What to do →
Return every line from the records below with the string "batik".

Extracted data →
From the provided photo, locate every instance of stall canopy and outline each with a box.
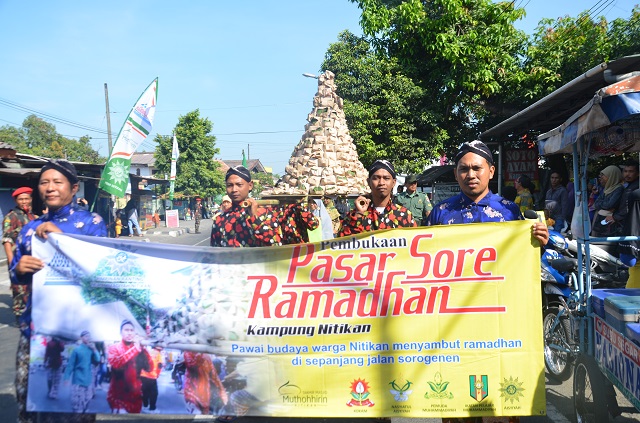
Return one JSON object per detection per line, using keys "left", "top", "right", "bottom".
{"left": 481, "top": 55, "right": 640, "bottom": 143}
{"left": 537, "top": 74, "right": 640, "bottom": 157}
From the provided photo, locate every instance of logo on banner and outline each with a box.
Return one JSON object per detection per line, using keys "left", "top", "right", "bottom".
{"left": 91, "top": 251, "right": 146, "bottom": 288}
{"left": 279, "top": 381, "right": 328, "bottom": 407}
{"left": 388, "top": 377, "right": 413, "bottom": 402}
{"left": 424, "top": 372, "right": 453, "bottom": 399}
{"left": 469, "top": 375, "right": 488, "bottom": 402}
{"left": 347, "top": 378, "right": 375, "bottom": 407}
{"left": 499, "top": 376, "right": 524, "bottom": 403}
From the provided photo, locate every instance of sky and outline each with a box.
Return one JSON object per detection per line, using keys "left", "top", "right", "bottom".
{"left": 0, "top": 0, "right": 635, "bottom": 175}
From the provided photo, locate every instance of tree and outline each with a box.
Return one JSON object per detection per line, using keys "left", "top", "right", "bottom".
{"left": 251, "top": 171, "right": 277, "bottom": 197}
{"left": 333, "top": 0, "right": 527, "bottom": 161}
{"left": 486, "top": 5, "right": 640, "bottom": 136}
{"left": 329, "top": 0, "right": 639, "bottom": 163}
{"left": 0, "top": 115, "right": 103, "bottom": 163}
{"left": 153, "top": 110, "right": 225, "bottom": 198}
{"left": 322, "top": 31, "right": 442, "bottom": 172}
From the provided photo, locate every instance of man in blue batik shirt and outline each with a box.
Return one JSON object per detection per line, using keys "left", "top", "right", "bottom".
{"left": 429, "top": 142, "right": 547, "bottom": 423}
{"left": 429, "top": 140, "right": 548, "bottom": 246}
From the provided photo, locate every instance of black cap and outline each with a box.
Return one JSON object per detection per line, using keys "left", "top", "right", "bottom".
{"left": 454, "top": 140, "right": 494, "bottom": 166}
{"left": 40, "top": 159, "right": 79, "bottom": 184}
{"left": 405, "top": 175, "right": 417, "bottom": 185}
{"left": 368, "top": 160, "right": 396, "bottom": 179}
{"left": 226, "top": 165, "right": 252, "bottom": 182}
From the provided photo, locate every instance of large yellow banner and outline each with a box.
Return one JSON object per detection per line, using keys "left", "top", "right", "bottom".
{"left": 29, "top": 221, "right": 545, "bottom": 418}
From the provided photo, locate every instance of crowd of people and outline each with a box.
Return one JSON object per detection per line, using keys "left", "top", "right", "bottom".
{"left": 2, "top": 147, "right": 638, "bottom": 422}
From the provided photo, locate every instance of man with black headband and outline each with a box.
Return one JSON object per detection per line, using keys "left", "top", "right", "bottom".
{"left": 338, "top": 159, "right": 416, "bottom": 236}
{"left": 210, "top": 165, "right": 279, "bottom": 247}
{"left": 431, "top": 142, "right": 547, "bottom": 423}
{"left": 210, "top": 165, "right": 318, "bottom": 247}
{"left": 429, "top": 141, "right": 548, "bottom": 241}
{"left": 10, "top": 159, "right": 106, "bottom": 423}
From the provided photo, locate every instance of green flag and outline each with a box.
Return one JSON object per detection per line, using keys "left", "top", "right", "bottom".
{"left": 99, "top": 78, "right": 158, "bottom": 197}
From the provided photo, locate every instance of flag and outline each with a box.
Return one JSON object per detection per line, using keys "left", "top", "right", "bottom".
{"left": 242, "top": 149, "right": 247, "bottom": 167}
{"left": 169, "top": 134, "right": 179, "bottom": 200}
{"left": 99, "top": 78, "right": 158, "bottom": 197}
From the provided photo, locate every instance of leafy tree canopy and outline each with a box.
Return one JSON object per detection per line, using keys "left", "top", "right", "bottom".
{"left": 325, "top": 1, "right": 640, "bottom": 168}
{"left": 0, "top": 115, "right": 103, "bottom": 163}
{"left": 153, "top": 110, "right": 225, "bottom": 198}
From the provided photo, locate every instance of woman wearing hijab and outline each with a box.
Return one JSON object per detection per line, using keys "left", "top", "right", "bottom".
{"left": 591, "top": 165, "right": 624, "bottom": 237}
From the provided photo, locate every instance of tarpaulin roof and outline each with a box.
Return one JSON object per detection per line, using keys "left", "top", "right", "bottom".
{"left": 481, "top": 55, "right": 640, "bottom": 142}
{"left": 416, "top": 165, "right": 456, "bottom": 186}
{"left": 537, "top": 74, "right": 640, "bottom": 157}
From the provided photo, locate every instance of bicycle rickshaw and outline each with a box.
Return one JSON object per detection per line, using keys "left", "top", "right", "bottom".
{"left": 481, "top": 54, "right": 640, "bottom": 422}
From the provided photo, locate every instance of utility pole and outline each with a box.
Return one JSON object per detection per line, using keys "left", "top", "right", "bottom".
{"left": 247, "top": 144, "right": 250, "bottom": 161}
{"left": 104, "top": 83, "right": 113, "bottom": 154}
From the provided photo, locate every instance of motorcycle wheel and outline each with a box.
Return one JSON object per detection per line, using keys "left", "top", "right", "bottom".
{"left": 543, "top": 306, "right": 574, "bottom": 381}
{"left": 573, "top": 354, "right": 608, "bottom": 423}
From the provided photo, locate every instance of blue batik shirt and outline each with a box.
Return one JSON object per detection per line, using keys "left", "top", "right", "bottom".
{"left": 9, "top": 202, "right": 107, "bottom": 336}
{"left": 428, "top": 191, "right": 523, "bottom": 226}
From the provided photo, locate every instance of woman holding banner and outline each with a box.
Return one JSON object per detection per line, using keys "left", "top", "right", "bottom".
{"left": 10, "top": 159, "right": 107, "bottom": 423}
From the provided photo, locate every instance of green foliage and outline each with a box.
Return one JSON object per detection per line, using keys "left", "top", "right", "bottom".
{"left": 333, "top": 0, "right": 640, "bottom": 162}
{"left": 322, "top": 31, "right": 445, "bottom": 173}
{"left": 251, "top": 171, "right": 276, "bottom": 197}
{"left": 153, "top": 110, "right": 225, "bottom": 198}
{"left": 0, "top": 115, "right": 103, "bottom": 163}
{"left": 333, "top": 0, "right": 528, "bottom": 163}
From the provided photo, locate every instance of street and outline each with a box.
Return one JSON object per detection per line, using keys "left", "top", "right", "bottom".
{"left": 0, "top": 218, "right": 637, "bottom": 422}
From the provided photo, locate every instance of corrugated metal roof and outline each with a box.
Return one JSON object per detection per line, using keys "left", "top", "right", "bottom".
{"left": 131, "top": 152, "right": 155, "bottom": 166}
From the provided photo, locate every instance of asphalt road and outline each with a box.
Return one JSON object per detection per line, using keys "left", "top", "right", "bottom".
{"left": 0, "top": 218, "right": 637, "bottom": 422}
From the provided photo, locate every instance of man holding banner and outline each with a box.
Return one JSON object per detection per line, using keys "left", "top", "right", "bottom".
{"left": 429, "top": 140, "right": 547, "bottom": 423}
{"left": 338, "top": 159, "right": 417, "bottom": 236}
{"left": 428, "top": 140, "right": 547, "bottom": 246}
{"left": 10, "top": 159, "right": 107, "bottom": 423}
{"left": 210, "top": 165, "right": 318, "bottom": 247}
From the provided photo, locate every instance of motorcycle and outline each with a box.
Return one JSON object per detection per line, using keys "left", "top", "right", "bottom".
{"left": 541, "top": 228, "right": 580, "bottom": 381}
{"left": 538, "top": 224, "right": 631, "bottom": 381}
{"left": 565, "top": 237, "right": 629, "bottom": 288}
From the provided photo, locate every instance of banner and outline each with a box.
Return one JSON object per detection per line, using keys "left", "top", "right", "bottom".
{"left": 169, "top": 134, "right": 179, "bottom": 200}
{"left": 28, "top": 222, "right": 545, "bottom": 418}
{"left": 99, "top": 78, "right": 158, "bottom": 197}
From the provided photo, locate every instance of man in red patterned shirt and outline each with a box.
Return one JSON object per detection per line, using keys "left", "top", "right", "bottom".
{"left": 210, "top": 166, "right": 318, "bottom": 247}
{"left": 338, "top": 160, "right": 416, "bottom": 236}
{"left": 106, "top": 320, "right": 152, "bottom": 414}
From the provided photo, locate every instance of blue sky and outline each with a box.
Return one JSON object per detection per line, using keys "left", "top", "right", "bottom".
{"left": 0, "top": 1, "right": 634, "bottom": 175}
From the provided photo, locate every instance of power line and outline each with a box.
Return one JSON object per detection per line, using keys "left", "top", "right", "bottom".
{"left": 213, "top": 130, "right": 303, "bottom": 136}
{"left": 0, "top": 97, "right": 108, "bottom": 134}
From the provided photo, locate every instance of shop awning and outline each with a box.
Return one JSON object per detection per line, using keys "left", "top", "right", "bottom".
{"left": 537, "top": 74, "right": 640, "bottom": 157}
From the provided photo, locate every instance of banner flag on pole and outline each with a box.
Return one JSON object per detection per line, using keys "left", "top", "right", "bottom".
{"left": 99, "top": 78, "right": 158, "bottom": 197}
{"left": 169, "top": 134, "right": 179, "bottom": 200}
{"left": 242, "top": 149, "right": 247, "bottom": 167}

Response to the exercise →
From the provided photo, locate every instance of man in blue batik shirt and outline each with a box.
From the provided photo, locate every instance of blue batik shirt and outline each with a box.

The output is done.